Records to process below:
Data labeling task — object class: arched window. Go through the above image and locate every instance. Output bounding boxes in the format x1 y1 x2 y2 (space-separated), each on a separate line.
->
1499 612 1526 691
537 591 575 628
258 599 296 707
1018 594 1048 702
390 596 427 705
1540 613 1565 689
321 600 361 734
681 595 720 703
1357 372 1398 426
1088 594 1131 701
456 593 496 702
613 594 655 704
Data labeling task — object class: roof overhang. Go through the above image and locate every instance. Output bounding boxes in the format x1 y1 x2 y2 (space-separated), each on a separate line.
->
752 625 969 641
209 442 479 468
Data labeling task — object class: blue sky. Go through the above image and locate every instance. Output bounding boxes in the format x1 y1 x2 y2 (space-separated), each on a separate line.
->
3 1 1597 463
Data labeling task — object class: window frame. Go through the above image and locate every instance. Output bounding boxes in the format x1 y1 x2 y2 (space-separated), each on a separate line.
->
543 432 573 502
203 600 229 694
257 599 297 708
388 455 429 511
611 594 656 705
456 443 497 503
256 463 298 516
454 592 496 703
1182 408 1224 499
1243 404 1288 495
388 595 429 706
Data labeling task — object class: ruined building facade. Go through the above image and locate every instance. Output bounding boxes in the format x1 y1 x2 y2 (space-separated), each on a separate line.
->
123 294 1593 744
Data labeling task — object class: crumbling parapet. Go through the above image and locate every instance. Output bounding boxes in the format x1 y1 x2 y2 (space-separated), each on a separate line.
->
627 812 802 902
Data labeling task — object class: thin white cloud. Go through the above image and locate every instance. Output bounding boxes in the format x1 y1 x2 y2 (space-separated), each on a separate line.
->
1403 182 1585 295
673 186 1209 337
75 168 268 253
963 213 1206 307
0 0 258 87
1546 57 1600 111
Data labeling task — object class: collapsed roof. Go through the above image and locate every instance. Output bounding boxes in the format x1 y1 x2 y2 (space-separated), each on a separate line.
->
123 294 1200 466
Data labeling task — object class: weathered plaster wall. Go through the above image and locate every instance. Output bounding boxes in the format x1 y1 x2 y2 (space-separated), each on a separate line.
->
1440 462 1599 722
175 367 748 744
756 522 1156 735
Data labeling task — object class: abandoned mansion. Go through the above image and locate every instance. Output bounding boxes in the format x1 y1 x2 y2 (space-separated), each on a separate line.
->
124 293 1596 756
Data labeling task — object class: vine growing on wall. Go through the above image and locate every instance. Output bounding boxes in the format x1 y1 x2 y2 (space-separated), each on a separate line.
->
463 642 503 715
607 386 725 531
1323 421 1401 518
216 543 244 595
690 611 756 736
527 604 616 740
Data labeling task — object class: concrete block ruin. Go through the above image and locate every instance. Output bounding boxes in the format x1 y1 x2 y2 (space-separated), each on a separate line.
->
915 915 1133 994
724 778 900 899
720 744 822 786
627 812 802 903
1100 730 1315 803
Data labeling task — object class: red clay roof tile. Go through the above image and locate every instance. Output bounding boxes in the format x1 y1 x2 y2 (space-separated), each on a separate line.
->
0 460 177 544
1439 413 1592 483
End of Records to process.
■ **What needs to be done**:
Exact duplication of all the data above is expected.

■ **Response below**:
Data labeling task — object class: arched window. Go through the above image and locate every instance. Output bounding boxes in the format x1 y1 x2 y2 (space-separated), each on a separate line.
->
1499 612 1526 691
537 591 575 628
258 599 296 707
1018 594 1048 702
390 596 427 705
1540 613 1565 689
321 600 361 734
681 595 720 703
1357 372 1398 426
1088 594 1131 701
456 593 496 702
613 594 655 704
Data labeling task — object class: roof overhang. Go through the above image and locate every instance. Output bounding boxes in the format x1 y1 x2 y2 (space-separated), each on a separate line.
->
752 625 969 641
209 442 479 468
Data labeling task — object class: blue sky. Go through the above image and locate every instance. Output bounding boxes in the format x1 y1 x2 y2 (space-separated), each on a separate line.
->
3 1 1597 463
Data labeling task — object class: window frame. Go through the above image and locate every instance. Output bounding boxes in the format x1 y1 x2 y2 (space-separated), each on a separate line.
->
543 432 573 502
203 600 229 694
257 599 297 708
388 455 429 511
611 594 656 705
456 443 497 503
256 463 298 516
454 592 496 703
1182 408 1224 499
1243 404 1288 495
388 595 429 706
Data labeling task — object class: ruined building facade. Go through the above image and locate every instance. Output bounding boxes in the format x1 y1 x2 y2 (space-separated), each on a separate line.
->
123 294 1593 744
Data labeling task — object class: crumbling parapet. Go through the above image and locate every instance. Output bounding boxes in the format x1 y1 x2 y2 (space-separated), each on a separate line.
->
627 812 802 902
Data labeling task — object class: thin white cloud. Go through the above image and locate every instance. Output bounding boxes in the format x1 y1 x2 y2 (space-separated), each on a separate line.
->
1403 182 1585 295
673 186 1209 337
75 168 268 253
963 213 1206 307
0 0 258 87
1546 57 1600 111
Data labeling task — object class: collapsed roof. Go through the above image and locate every instance. Output bounding boxes in the format x1 y1 x2 y2 (space-separated), each on a separate line.
->
123 294 1200 466
Data labeling task — object class: weathered plaster wall. Go through the above image and locate every instance. Output bounding boxes in the format x1 y1 x2 y2 (space-separated), each on a separate line.
->
1440 462 1599 722
175 367 748 744
756 522 1156 735
Data labeling task — object class: abandoned mansion. Go through the above image and locate every instance. Output bounding boxes in the format x1 y1 x2 y2 (space-separated), each on a separate line.
->
124 293 1596 756
Data labeling task — object class: vine growing on wall. Go through the above image and locate every instance. Output bounding boxes in the format x1 y1 x2 y2 (space-separated), each on a separate line.
->
463 642 503 715
607 386 725 531
1323 421 1401 518
216 543 244 595
690 611 756 736
527 604 616 740
Data labeling task — object class: concrete block ruin. Go through the above image and locate every instance. Output bounding boxes in the format x1 y1 x2 y2 (space-separated), each on a separate line.
->
915 915 1133 994
724 778 900 899
720 744 822 786
627 812 802 903
1100 730 1315 803
Data labeling task — object class: red clay roof tile. Go through the above image and locate every instance. Output bounding boxes in the format x1 y1 x2 y2 (space-separated), each on a separate line.
->
0 460 177 544
1439 413 1592 483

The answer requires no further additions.